*Records provided*:

>> Begin

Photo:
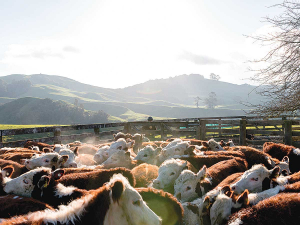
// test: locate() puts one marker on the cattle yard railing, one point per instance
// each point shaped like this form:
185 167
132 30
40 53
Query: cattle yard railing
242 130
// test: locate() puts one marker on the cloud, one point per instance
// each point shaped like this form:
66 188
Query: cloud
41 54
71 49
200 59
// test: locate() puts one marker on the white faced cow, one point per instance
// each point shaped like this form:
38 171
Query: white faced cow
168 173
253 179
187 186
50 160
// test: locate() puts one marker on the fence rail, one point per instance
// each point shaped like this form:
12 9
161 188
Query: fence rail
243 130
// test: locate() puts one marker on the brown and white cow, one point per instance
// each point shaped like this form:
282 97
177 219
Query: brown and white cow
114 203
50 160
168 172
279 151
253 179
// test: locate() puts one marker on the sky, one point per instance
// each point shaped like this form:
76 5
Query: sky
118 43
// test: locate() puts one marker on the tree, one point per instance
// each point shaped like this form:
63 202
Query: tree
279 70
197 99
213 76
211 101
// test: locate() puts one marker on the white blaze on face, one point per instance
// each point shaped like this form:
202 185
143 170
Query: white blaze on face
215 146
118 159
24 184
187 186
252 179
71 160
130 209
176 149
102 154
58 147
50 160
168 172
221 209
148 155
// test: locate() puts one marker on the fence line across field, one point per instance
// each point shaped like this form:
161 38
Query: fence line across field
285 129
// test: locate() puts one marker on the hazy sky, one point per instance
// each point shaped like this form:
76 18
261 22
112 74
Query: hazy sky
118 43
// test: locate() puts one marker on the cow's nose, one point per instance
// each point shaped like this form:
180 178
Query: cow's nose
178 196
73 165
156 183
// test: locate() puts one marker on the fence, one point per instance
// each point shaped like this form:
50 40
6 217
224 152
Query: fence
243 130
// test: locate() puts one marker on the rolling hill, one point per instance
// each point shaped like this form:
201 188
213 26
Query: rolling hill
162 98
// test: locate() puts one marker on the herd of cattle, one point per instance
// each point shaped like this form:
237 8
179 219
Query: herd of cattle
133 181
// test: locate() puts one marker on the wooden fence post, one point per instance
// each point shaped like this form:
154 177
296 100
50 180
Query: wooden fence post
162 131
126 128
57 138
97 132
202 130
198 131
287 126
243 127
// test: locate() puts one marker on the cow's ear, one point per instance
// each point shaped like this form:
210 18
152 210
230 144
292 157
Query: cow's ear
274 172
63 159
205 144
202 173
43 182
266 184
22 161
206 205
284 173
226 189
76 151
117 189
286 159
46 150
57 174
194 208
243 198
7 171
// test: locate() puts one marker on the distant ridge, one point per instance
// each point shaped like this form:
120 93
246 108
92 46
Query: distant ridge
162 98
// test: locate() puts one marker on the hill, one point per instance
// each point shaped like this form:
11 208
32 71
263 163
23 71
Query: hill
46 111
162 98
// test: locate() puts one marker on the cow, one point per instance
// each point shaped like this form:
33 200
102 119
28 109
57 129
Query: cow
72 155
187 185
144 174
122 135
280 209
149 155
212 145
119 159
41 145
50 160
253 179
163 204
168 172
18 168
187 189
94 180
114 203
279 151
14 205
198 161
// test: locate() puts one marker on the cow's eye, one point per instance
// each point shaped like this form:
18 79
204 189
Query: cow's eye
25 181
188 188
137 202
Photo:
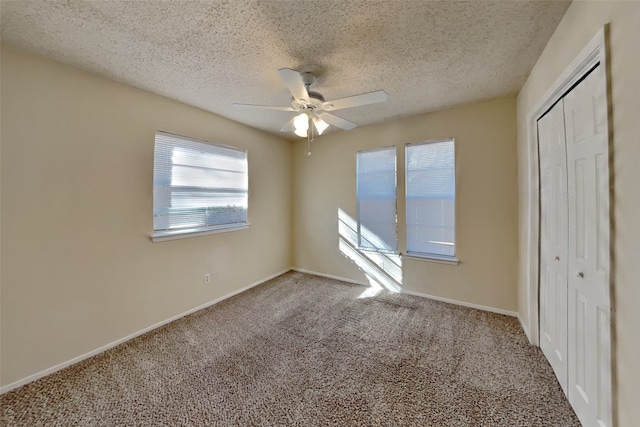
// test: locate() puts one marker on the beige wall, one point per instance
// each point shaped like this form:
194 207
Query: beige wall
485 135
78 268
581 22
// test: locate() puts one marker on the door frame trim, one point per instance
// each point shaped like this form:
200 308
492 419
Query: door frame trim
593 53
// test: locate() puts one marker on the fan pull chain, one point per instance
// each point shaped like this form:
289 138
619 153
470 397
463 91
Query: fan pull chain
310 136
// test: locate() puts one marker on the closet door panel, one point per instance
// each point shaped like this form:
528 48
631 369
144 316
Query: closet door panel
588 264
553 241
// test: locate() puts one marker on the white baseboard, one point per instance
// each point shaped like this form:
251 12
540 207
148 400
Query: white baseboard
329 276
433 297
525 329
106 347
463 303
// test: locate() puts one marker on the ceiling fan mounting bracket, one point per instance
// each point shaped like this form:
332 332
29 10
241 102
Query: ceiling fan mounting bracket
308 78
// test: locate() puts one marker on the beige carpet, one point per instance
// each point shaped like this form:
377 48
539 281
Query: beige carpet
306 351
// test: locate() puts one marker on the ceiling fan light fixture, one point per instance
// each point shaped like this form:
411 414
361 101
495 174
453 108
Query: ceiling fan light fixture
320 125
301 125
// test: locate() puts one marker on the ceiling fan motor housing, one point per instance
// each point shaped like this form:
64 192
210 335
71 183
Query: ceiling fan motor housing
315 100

>> End

*What is required*: Transcribe the entries word for word, from the line containing "panel, one point per instance" through the final line of the entries.

*Task solution*:
// test: locate() puts one marker on the closet door panel, one point per instance
// each point shaped like this form:
528 48
631 369
144 316
Query: closet door panel
588 264
553 241
// test: locate() puts one marker on the white baseboard, one point per instance
// each point shaped like this form:
251 12
540 207
148 400
Query: white baseboard
329 276
433 297
525 329
106 347
463 303
// test: locate() puts one marker on the ceiling fan mounting bracket, one point per instance
// each point shaped like this form:
332 332
29 10
241 102
Query: ceiling fan mounting bracket
308 78
// test: locate() puts one marker on the beige carpet, one point per instance
// each point shaped like this form:
377 48
539 281
Query: beige carpet
306 351
// test: locate() puts one marker on the ceiling fan light fixture, one point per instance
// each point shaped like this form:
411 414
361 101
495 174
453 108
Query: ceiling fan light fixture
320 125
301 125
// test: locate() puts one marker on the ceiling fan motor housing, one point per instance
// each point shaped like this form:
64 192
210 335
71 183
Query: ceiling fan motor housing
315 100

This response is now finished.